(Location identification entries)
----------------------------------------
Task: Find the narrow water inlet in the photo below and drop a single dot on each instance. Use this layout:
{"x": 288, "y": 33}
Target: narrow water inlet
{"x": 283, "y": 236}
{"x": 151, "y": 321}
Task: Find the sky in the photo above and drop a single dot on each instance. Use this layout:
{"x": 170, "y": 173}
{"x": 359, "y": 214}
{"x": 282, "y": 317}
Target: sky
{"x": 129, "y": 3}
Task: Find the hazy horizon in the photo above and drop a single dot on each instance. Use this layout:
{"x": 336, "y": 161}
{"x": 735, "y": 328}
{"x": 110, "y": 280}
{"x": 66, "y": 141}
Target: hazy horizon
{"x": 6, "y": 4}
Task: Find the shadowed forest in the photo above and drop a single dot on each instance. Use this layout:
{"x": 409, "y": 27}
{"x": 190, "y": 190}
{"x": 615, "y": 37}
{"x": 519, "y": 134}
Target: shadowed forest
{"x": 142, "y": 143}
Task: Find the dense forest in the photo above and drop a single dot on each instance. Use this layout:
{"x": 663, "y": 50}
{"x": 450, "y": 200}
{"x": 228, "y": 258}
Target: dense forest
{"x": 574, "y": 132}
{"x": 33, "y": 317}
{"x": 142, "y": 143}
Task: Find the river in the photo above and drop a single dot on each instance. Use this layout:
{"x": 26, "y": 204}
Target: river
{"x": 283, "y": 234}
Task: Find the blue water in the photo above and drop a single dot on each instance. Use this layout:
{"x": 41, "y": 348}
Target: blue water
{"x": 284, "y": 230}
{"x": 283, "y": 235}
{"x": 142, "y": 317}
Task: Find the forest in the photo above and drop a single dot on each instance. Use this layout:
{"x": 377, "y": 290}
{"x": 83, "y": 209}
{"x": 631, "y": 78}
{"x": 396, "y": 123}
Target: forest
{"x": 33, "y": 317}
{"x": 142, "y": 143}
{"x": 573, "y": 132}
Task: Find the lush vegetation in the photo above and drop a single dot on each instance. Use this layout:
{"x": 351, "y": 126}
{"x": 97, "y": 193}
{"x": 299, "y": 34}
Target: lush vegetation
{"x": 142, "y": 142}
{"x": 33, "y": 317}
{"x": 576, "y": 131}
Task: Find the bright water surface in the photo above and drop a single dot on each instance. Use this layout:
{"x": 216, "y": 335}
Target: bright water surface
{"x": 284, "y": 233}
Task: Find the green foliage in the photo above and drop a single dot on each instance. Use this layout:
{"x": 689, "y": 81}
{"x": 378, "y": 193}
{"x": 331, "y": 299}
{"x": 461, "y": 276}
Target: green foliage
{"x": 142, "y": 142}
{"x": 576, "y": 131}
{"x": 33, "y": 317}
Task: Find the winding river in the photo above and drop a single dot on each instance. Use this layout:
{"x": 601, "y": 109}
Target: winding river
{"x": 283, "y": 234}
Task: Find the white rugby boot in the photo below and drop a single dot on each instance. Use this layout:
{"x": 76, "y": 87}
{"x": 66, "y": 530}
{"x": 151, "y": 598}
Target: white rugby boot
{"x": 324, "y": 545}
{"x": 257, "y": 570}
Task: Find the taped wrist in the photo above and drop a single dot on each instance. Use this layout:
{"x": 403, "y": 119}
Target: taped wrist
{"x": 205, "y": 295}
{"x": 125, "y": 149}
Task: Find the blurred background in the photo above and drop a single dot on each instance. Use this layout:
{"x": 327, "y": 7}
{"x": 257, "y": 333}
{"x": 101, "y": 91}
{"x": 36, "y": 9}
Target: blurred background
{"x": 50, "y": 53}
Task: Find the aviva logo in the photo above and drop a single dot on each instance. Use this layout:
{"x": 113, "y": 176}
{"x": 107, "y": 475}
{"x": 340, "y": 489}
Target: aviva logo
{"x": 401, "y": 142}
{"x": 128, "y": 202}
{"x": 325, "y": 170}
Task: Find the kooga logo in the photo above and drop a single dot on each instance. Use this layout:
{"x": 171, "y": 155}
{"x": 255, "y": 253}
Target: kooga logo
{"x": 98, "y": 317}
----------------------------------------
### TASK
Copy all of the records above line by line, changing nothing.

### FULL OUTPUT
Task: Find the narrow water inlet in the photo below and drop a single dot on each instance. Use this layout:
{"x": 288, "y": 33}
Target: narrow water inlet
{"x": 283, "y": 236}
{"x": 151, "y": 321}
Task: Find the sky in the photo above and drop a single dot on each instance. Use this layout:
{"x": 170, "y": 173}
{"x": 359, "y": 214}
{"x": 282, "y": 317}
Target: sky
{"x": 129, "y": 3}
Task: Find the hazy horizon in the photo above and drop a single dot on each instance. Use this layout:
{"x": 336, "y": 161}
{"x": 735, "y": 328}
{"x": 110, "y": 280}
{"x": 66, "y": 141}
Target: hazy horizon
{"x": 6, "y": 4}
Task: Find the shadowed forest in the photo above and drop a single dot on each instance. Use this layout:
{"x": 409, "y": 27}
{"x": 190, "y": 190}
{"x": 615, "y": 37}
{"x": 519, "y": 134}
Target: shadowed forest
{"x": 142, "y": 143}
Task: Find the dense forest in the photo above and drop a single dot on each instance. Use this layout:
{"x": 663, "y": 50}
{"x": 450, "y": 200}
{"x": 228, "y": 258}
Target: dense forest
{"x": 574, "y": 132}
{"x": 33, "y": 317}
{"x": 142, "y": 143}
Task: Find the river in the photo above and drop a single dot on each instance. Use this layout:
{"x": 26, "y": 204}
Target: river
{"x": 283, "y": 234}
Task: Find the blue water in the photo above and drop a single dot on each instance. Use this layout:
{"x": 41, "y": 348}
Target: blue water
{"x": 284, "y": 230}
{"x": 283, "y": 235}
{"x": 142, "y": 317}
Task: Find the forest in the photo above and drop a single dot on each instance. Use this layout:
{"x": 377, "y": 290}
{"x": 83, "y": 209}
{"x": 631, "y": 78}
{"x": 396, "y": 123}
Target: forest
{"x": 33, "y": 317}
{"x": 142, "y": 143}
{"x": 573, "y": 132}
Task: Find the lush vegetation in the photo above and drop a single dot on each instance. Use this layout:
{"x": 351, "y": 126}
{"x": 97, "y": 193}
{"x": 299, "y": 34}
Target: lush vegetation
{"x": 142, "y": 142}
{"x": 33, "y": 317}
{"x": 576, "y": 131}
Task: Find the bright water surface in the photo above and drop a single dot on each instance. Use this layout:
{"x": 216, "y": 335}
Target: bright water surface
{"x": 284, "y": 233}
Task: Find the green foliage in the photo above and drop a single dot on each instance. Use this layout:
{"x": 689, "y": 81}
{"x": 378, "y": 193}
{"x": 331, "y": 299}
{"x": 461, "y": 276}
Target: green foliage
{"x": 142, "y": 142}
{"x": 576, "y": 131}
{"x": 33, "y": 317}
Task: Find the winding river in the photo above and drop a single dot on each instance. Use this layout:
{"x": 601, "y": 109}
Target: winding river
{"x": 283, "y": 234}
Task: Find the white rugby boot in the photo below and drop a single dot on each instance. Use this layout:
{"x": 76, "y": 87}
{"x": 66, "y": 530}
{"x": 151, "y": 598}
Target: white rugby boot
{"x": 324, "y": 545}
{"x": 257, "y": 570}
Task: Find the taped wrist in the photo above and drop a single dot on each instance. Use this layout:
{"x": 403, "y": 119}
Target: taped wrist
{"x": 205, "y": 295}
{"x": 125, "y": 149}
Task: Find the blurred background in the photo above and drop a single dot on each instance. Use this layout:
{"x": 327, "y": 7}
{"x": 257, "y": 333}
{"x": 101, "y": 91}
{"x": 36, "y": 9}
Target: blurred background
{"x": 50, "y": 53}
Task: Find the aviva logo in the photo above and drop a single dot on each instance. Use this layout:
{"x": 113, "y": 176}
{"x": 107, "y": 475}
{"x": 340, "y": 489}
Target: aviva logo
{"x": 401, "y": 142}
{"x": 128, "y": 202}
{"x": 325, "y": 170}
Task: Find the kooga logo in the photo above and drop a single dot on each instance. Use this layout:
{"x": 171, "y": 155}
{"x": 255, "y": 253}
Target: kooga logo
{"x": 98, "y": 317}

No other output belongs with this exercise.